■ **TEXT EXCERPT**
* * * * * * *

# Pseudo-Anosov map

In mathematics, specifically in topology, a pseudo-Anosov map is a type of a diffeomorphism or homeomorphism of a surface. It is a generalization of a linear Anosov diffeomorphism of the torus. Its definition relies on the notion of a measured foliation introduced by William Thurston, who also coined the term "pseudo-Anosov diffeomorphism" when he proved his classification of diffeomorphisms of a surface.

## Definition of a measured foliation

A measured foliation F on a closed surface S is a geometric structure on S which consists of a singular foliation and a measure in the transverse direction. In some neighborhood of a regular point of F, there is a "flow box" φ: UR2 which sends the leaves of F to the horizontal lines in R2. If two such neighborhoods Ui and Uj overlap then there is a transition function φij defined on φj(Uj), with the standard property

${\displaystyle \phi _{ij}\circ \phi _{j}=\phi _{i},}$

which must have the form

${\displaystyle \phi (x,y)=(f(x,y),c\pm y)}$

for some constant c. This assures that along a simple curve, the variation in y-coordinate, measured locally in every chart, is a geometric quantity (i.e. independent of the chart) and permits the definition of a total variation along a simple closed curve on S. A finite number of singularities of F of the type of "p-pronged saddle", p≥3, are allowed. At such a singular point, the differentiable structure of the surface is modified to make the point into a conical point with the total angle πp. The notion of a diffeomorphism of S is redefined with respect to this modified differentiable structure. With some technical modifications, these definitions extend to the case of a surface with boundary.

* * * * * * *

(Dataset excerpt)
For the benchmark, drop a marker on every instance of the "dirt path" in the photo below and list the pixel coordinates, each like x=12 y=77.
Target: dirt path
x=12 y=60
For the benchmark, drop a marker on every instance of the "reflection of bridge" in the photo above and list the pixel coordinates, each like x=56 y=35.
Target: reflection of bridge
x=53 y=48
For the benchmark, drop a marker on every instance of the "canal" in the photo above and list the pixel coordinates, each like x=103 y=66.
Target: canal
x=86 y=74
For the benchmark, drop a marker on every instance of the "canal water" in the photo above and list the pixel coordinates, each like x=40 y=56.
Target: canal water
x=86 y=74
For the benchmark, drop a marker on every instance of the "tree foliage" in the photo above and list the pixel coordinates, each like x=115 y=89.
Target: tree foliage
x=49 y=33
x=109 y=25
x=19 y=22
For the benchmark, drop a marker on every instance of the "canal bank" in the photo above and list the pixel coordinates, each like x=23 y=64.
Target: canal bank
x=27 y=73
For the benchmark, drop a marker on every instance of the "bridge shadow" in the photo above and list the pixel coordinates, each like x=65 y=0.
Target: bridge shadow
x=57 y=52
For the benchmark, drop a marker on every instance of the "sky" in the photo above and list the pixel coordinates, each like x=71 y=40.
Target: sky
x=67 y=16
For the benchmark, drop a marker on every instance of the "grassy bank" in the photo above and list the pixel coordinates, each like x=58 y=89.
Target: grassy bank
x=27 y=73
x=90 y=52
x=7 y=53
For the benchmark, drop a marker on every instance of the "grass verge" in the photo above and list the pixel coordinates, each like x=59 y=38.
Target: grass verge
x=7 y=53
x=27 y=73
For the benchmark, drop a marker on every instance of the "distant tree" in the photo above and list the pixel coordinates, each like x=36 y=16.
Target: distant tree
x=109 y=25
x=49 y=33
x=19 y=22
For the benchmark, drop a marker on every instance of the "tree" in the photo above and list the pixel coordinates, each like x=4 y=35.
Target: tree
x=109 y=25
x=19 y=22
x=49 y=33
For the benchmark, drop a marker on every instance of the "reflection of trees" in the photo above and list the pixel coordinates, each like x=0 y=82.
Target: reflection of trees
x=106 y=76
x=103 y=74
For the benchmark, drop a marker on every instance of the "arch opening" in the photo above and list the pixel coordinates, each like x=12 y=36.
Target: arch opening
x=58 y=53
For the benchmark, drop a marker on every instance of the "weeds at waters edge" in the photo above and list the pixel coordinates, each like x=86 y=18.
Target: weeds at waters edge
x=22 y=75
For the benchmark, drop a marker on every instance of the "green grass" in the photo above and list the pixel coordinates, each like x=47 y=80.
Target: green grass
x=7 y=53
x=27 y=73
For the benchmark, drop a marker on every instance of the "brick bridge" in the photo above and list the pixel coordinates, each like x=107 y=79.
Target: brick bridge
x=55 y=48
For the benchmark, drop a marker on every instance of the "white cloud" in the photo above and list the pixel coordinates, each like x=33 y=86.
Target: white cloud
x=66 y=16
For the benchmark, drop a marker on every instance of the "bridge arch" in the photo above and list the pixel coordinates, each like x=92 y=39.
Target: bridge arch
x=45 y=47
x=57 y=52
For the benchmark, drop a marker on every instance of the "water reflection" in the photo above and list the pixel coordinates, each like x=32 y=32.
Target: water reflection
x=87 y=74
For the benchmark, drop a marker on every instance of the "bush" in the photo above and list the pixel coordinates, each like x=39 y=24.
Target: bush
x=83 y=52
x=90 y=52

* * * * * * *

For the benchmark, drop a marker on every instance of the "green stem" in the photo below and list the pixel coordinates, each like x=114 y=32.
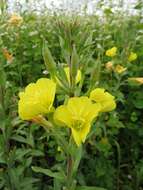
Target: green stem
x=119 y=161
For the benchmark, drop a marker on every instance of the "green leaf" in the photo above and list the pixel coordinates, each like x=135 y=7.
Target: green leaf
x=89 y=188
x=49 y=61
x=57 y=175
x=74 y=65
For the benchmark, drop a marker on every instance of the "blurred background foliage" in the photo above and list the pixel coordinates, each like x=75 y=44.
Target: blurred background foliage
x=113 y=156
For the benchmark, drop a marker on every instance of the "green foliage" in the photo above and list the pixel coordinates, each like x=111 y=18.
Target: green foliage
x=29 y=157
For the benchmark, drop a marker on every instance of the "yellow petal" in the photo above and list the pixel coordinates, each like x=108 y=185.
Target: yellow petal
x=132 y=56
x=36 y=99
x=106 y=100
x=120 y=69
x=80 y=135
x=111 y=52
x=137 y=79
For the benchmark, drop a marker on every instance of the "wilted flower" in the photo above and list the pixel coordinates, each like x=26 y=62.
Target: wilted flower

* * * * * * *

■ **EXERCISE REQUIREMENTS**
1. According to the pseudo-Anosov map text, who introduced the notion of a measured foliation?
2. Extend the pseudo-Anosov map text, starting right after its final sentence.

■ **WRITTEN ANSWERS**
1. William Thurston.

2.
## Definition of a pseudo-Anosov map

A homeomorphism

${\displaystyle f:S\to S}$

of a closed surface S is called pseudo-Anosov if there exists a transverse pair of measured foliations on S, Fs (stable) and Fu (unstable), and a real number λ > 1 such that the foliations are preserved by f and their transverse measures are multiplied by 1/λ and λ. The number λ is called the stretch factor or dilatation of f.

## Significance

Thurston constructed a compactification of the Teichmüller space T(S) of a surface S such that the action induced on T(S) by any diffeomorphism f of S extends to a homeomorphism of the Thurston compactification. The dynamics of this homeomorphism is the simplest when f is a pseudo-Anosov map: in this case, there are two fixed points on the Thurston boundary, one attracting and one repelling, and the homeomorphism behaves similarly to a hyperbolic automorphism of the Poincaré half-plane. A "generic" diffeomorphism of a surface of genus at least two is isotopic to a pseudo-Anosov diffeomorphism.

## Generalization

Using the theory of train tracks, the notion of a pseudo-Anosov map has been extended to self-maps of graphs (on the topological side) and outer automorphisms of free groups (on the algebraic side). This leads to an analogue of Thurston classification for the case of automorphisms of free groups, developed by Bestvina and Handel.

## References

• A. Casson, S. Bleiler, "Automorphisms of Surfaces after Nielsen and Thurston", (London Mathematical Society Student Texts 9), (1988).
• A. Fathi, F. Laudenbach, and V. Poénaru, "Travaux de Thurston sur les surfaces," Asterisque, Vols. 66 and 67 (1979).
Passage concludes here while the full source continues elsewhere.